**THE TASK:** Copy out verbatim the stretch of the rows below that opens with the line containing "point: kayaker's hand" and closes with the line containing "column 101, row 68", both of those lines included.

**SUPPLIED INFORMATION:**

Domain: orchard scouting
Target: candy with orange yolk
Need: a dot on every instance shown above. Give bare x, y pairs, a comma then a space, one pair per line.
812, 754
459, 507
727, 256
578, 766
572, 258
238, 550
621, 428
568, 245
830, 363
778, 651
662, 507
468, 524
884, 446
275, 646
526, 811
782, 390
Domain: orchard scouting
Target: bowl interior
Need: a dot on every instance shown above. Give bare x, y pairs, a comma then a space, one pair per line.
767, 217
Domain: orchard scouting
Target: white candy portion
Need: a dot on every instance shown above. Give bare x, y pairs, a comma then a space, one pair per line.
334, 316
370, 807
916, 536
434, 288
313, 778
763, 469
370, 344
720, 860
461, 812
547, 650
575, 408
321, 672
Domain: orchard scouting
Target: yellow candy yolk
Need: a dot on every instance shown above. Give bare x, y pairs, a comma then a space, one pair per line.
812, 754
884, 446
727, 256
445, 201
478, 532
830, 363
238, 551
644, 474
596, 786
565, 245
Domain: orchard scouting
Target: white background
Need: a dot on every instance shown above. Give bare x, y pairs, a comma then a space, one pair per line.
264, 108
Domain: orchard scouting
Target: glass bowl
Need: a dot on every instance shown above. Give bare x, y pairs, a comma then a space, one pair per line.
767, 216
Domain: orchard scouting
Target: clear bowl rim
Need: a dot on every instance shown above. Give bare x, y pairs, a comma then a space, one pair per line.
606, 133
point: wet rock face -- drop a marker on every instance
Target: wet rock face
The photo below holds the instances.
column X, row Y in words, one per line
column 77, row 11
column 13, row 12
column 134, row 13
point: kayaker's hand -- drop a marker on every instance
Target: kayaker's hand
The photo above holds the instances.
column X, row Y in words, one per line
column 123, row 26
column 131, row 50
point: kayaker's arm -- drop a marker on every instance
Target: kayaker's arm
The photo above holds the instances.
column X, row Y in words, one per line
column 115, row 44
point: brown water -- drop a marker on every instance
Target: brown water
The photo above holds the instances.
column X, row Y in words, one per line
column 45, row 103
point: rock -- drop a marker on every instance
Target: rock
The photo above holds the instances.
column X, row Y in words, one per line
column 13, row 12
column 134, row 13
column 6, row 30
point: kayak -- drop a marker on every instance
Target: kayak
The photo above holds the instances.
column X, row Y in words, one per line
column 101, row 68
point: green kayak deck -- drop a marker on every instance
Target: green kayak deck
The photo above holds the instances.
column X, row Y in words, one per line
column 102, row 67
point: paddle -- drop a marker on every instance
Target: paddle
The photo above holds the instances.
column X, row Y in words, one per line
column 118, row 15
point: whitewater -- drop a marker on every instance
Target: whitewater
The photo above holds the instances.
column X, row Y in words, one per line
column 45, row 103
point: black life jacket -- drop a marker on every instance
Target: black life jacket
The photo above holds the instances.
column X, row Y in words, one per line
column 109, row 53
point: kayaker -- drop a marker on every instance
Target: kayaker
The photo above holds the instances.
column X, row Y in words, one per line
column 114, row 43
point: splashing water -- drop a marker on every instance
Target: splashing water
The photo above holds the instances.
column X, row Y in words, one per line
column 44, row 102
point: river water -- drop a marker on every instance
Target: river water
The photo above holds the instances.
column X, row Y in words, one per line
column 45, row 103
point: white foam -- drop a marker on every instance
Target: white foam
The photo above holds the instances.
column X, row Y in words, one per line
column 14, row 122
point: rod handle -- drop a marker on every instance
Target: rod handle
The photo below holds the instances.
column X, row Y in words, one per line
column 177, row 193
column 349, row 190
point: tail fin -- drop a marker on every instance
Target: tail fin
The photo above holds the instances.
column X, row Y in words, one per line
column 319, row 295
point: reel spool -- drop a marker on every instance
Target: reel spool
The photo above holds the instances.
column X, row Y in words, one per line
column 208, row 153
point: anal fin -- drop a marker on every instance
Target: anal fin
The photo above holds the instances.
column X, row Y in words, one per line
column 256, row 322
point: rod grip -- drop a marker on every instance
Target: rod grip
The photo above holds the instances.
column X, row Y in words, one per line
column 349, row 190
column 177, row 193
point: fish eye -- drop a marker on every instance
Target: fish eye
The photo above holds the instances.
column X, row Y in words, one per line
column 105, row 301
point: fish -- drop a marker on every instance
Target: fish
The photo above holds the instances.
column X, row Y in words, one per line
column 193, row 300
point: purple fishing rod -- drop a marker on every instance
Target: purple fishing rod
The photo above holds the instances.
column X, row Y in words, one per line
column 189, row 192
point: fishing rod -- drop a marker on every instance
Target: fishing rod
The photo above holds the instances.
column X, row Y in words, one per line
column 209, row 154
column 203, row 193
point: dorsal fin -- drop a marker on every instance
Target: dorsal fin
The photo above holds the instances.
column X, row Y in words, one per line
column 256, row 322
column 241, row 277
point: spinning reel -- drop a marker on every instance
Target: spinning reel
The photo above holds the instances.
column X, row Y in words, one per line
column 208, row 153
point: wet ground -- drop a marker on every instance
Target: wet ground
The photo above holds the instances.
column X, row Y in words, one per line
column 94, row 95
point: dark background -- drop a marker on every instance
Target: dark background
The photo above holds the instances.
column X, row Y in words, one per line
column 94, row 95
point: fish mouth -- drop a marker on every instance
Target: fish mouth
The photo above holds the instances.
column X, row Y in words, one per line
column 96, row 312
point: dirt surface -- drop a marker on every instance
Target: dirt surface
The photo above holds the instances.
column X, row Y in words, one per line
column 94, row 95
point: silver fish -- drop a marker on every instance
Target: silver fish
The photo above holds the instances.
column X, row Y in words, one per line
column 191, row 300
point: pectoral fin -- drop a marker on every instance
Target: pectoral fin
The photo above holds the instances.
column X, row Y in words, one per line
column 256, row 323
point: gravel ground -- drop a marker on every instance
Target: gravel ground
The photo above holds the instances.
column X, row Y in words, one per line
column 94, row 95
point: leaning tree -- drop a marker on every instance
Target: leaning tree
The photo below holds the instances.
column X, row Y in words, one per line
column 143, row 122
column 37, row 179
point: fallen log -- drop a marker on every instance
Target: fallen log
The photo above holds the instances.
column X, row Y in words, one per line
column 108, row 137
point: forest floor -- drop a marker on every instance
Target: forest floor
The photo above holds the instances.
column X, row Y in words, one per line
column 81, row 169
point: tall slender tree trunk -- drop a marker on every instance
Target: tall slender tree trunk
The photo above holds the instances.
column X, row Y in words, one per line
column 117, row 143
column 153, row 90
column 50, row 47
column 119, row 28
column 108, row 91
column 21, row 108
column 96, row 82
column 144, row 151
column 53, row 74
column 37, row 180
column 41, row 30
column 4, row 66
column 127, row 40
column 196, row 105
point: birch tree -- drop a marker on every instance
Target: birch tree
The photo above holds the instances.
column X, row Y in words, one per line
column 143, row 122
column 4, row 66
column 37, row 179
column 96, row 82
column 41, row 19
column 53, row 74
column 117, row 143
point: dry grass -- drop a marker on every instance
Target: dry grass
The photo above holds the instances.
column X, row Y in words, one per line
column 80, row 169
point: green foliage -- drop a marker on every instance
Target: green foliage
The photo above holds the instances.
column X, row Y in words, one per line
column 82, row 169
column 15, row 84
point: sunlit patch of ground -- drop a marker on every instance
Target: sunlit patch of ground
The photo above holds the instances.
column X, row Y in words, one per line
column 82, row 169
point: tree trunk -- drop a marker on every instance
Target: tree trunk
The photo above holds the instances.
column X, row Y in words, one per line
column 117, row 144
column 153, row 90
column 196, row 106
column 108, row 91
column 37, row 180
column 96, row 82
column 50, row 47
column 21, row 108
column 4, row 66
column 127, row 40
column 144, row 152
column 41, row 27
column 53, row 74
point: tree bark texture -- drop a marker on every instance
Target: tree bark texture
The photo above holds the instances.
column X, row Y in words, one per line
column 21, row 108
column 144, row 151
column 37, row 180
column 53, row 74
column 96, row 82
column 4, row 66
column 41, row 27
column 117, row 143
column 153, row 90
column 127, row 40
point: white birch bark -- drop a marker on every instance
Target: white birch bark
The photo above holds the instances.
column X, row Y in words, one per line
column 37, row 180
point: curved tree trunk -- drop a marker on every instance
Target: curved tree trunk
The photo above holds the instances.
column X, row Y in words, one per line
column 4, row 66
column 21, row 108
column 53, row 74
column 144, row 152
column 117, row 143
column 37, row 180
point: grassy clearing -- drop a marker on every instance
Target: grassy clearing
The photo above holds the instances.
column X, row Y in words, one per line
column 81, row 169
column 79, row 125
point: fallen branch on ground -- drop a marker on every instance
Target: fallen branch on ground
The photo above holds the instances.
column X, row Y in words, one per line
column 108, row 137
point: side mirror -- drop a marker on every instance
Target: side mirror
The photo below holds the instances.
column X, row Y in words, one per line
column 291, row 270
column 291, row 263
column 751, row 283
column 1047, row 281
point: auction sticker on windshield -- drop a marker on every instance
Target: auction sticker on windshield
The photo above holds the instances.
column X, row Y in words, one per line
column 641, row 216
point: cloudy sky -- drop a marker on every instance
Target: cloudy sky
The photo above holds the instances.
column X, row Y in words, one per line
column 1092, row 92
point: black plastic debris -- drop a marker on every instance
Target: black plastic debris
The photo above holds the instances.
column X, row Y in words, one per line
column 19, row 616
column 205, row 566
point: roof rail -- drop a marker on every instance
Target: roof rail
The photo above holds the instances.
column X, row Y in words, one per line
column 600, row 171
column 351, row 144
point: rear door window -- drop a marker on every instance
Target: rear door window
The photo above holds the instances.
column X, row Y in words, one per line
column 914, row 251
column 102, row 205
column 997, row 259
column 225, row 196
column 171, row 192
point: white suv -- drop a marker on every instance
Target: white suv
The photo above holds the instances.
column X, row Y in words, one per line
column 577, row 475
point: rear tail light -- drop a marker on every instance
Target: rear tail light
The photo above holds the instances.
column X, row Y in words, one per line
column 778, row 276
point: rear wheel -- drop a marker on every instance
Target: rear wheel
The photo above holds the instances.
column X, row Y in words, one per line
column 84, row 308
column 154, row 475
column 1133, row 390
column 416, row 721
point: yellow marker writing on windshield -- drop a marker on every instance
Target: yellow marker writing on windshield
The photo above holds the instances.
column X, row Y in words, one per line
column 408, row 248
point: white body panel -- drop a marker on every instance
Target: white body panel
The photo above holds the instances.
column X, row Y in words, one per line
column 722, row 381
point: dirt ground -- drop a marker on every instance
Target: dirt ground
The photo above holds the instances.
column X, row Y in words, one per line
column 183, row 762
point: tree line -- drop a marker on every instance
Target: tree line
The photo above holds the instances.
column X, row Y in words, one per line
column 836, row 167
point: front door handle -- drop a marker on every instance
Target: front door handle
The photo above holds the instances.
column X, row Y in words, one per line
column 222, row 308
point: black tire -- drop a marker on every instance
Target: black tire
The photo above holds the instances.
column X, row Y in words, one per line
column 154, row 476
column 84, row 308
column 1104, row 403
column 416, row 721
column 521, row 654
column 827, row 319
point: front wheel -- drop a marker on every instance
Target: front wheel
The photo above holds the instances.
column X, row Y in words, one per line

**THE SOLUTION:**
point: kayaker's hand -- drop a marker on every instance
Target: kayaker's hand
The photo above holds the instances.
column X, row Y in words, one per line
column 123, row 26
column 131, row 50
point: kayaker's arm -- drop a marker on every instance
Target: kayaker's arm
The photo above holds the instances.
column X, row Y in words, one per line
column 115, row 44
point: brown water -- drop a marker on every instance
Target: brown water
The photo above holds the instances.
column X, row Y in words, one per line
column 45, row 103
point: rock -- drop a marker on every instance
Target: rock
The photo above holds the instances.
column X, row Y in words, one per line
column 13, row 12
column 134, row 13
column 6, row 30
point: kayak -- drop a marker on every instance
Target: kayak
The photo above holds the instances.
column X, row Y in words, one per line
column 101, row 68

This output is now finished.